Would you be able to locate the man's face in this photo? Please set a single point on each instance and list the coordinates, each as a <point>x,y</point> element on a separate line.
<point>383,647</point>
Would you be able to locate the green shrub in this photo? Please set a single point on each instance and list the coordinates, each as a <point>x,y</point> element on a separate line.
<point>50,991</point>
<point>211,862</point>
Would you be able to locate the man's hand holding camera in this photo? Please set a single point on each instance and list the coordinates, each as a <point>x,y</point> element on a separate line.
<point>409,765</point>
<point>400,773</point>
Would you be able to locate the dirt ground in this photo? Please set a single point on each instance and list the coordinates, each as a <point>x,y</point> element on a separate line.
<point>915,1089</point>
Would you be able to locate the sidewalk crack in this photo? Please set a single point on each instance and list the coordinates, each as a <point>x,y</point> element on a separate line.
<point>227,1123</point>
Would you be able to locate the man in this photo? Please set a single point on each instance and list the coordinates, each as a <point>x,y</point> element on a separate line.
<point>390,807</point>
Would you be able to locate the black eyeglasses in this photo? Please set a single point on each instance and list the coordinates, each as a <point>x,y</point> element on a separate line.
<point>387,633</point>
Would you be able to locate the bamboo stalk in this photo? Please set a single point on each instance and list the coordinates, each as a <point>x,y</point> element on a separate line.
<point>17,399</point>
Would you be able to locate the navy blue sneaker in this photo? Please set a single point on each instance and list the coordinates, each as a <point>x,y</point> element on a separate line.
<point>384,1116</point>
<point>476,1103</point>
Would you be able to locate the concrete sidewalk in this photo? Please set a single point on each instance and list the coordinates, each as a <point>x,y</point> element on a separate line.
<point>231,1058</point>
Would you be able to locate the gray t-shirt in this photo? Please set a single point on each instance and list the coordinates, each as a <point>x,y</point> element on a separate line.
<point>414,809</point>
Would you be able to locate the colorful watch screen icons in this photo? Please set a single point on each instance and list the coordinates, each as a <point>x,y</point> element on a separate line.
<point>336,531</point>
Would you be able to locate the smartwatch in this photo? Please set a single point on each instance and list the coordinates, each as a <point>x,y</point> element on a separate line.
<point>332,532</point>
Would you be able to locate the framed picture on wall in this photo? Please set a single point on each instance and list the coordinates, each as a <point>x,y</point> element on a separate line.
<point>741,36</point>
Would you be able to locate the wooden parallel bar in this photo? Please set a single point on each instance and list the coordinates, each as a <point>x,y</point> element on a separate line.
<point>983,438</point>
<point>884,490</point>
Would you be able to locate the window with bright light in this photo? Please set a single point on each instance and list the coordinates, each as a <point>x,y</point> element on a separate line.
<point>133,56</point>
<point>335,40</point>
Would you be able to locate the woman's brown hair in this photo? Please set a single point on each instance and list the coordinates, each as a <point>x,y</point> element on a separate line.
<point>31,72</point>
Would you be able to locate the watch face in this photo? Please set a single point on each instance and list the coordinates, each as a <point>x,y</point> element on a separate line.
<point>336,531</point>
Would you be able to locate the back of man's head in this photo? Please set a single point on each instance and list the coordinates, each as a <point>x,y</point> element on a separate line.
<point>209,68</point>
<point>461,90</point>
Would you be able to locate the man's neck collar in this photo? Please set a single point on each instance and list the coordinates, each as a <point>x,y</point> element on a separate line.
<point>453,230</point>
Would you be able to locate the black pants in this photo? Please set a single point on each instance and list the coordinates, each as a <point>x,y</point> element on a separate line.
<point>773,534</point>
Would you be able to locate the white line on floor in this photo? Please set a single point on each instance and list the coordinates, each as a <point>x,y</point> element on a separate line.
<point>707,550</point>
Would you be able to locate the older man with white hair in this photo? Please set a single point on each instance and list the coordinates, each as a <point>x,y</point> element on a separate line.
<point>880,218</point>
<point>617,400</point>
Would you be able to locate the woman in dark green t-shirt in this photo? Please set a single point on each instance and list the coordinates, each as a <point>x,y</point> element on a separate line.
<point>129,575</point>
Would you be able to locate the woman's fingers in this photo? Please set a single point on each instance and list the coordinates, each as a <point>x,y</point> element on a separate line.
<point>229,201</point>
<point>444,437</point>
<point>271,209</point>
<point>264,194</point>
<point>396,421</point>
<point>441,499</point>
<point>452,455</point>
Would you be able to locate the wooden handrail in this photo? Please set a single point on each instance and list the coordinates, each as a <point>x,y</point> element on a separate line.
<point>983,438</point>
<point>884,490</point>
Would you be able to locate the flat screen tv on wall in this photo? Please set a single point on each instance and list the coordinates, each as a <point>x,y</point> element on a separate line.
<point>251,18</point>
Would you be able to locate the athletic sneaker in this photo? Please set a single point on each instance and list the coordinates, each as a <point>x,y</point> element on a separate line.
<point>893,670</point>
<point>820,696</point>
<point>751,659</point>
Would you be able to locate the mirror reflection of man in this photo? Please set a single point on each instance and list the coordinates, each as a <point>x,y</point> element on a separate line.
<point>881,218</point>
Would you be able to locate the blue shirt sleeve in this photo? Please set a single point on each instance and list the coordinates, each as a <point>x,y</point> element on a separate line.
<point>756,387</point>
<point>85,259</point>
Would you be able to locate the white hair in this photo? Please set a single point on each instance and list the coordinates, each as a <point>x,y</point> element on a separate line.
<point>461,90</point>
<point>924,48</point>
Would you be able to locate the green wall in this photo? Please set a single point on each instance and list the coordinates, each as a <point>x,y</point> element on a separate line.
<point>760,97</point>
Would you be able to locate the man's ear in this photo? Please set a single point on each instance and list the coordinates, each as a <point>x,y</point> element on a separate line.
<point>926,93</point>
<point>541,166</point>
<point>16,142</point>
■ ■ ■ ■
#### GOAL OF THE EXERCISE
Rewrite all of the records above with "Would you be able to locate" changed to "Can you find" and everything else left unchanged.

#### ANSWER TO THIS TASK
Can you find the man's face in this photo? Please set a single point on each instance and list the coordinates, each as a <point>x,y</point> element on a separate line.
<point>383,647</point>
Can you find the green shrub in this photo? Please set a single point on each instance and list the coordinates, each as a <point>x,y</point> element on a separate line.
<point>50,991</point>
<point>211,862</point>
Can you find the man's hand holding camera in this photo? Please set a single point on each instance and list the coordinates, each as a <point>x,y</point> element on a separate line.
<point>409,765</point>
<point>400,773</point>
Can you find the dirt ground in this photo? Please set a single point on each instance and list the coordinates, each as a <point>x,y</point> element on a separate line.
<point>915,1089</point>
Can you find the sidewalk crack in this photo? Please set a single point on each instance and list the coordinates, each as a <point>x,y</point> element on a separate line.
<point>227,1123</point>
Can you find the man in this photo? Please set a single point on each instance and list the coordinates, each as a <point>x,y</point> element on a separate line.
<point>390,807</point>
Can you find the black eyeglasses in this photo? Please set a single point on each instance and list the coordinates, each as a <point>x,y</point> element on a separate line.
<point>387,633</point>
Can you find the bamboo stalk in this photo? Please set a single point on each instance and list the coordinates, each as a <point>x,y</point> element on a separate line.
<point>17,399</point>
Can you find the navy blue sneaker in this photo? Please set a single point on each instance and list the coordinates, each as a <point>x,y</point> element on a separate line.
<point>384,1116</point>
<point>476,1103</point>
Can you find the concrete sidewalk in this photo? Please set a single point on each instance and list the coordinates, each as a <point>x,y</point> element on a separate line.
<point>231,1058</point>
Can you find the gray t-shirt in this photo? Please set a single point on each instance and list the coordinates, each as a <point>x,y</point> element on a separate line.
<point>414,809</point>
Can you find the colorful watch screen icons in this photo? Please set a single point on each instance and list the coordinates, each as a <point>x,y</point> element on a separate line.
<point>336,531</point>
Can you find the smartwatch in this photo? Please set a single point on each instance and list the coordinates, each as a <point>x,y</point> element on a separate line.
<point>332,532</point>
Can you find the framed picture on wall in this photo? Please set a single point on each instance and list the coordinates, each as a <point>x,y</point> element on a separate line.
<point>741,36</point>
Can you find the wooden parallel bar in this photo? Please set a single point on each instance and list the coordinates, each as a <point>x,y</point> element on a separate line.
<point>983,438</point>
<point>884,490</point>
Can you find the window with bright light in this photo? Please set a single point on each instance and list the coordinates, each as a <point>x,y</point> element on a separate line.
<point>133,56</point>
<point>335,40</point>
Can you find the woman's brown hair in this photo? Please set a single point on each instance and list the coordinates, each as a <point>x,y</point> element on a separate line.
<point>31,72</point>
Can you find the watch face in this photo? Please set a single point on each instance and list the coordinates, each as a <point>x,y</point> element on a separate line.
<point>336,531</point>
Can you find the back of man's head in this photo? Please set a single point on each instance and list the coordinates, each as a <point>x,y</point> element on a separate line.
<point>209,68</point>
<point>461,90</point>
Can you find the man's neck collar in this photo? Please set a single point on each instance and list the coordinates, each as a <point>x,y</point> element on a separate line.
<point>453,230</point>
Can you find the black pants in this photo? Please set a single point on each instance and list the coordinates, each as a <point>x,y</point> element on a separate line.
<point>773,534</point>
Can you find the white line on floor in this photo? Please set a single point on each instance and list the coordinates, each as a <point>x,y</point> element on a separate line.
<point>707,550</point>
Can you find the older man with white hair in this photo? Please set a single point on each instance and list the coordinates, each as a <point>x,y</point> element on a separate line.
<point>880,218</point>
<point>617,400</point>
Can you find the woman in dark green t-shirt in this photo? Please set a single point on each instance and list the coordinates, each as a <point>x,y</point> element on a separate line.
<point>129,575</point>
Can you find the woman's fingers in this photo? Please set a single point on each instance and list the coordinates, each as a <point>x,y</point> element on a separate line.
<point>229,201</point>
<point>444,437</point>
<point>271,209</point>
<point>264,194</point>
<point>396,421</point>
<point>441,499</point>
<point>452,455</point>
Can you find the wooden handrail in this photo? Please set a single point on each instance and list the coordinates, each as a <point>x,y</point> element on a separate line.
<point>983,438</point>
<point>884,490</point>
Can you find the flat screen tv on wall in this photo? Please set a single point on each instance and list the coordinates, each as a <point>x,y</point> element on a separate line.
<point>251,18</point>
Can you find the athletic sneaker in this photo? Please set a single point on each instance and list the coordinates, each as a <point>x,y</point> element on a separate line.
<point>893,670</point>
<point>820,696</point>
<point>751,659</point>
Can you find the mirror reflection of man in this photo? Please set a single point on each instance and list the coordinates, each as a <point>x,y</point> element on a separate line.
<point>881,218</point>
Can you find the blue shirt sleeve in this photo? Please set a single point on each instance and list the coordinates, each as a <point>x,y</point> element on a separate line.
<point>756,387</point>
<point>85,259</point>
Can you find the white hair in this photo? Please set a single point on each instance and list the coordinates, each as a <point>x,y</point> element on a separate line.
<point>461,90</point>
<point>924,48</point>
Can you find the green wall in this photo? Please set a single point on each instance and list the coordinates, each as a <point>x,y</point> element on a separate line.
<point>760,97</point>
Can you find the man's ear in this photo? Please set a single point on each instance and list the coordinates, each as a <point>x,y</point> element on a separate line.
<point>926,93</point>
<point>541,166</point>
<point>16,142</point>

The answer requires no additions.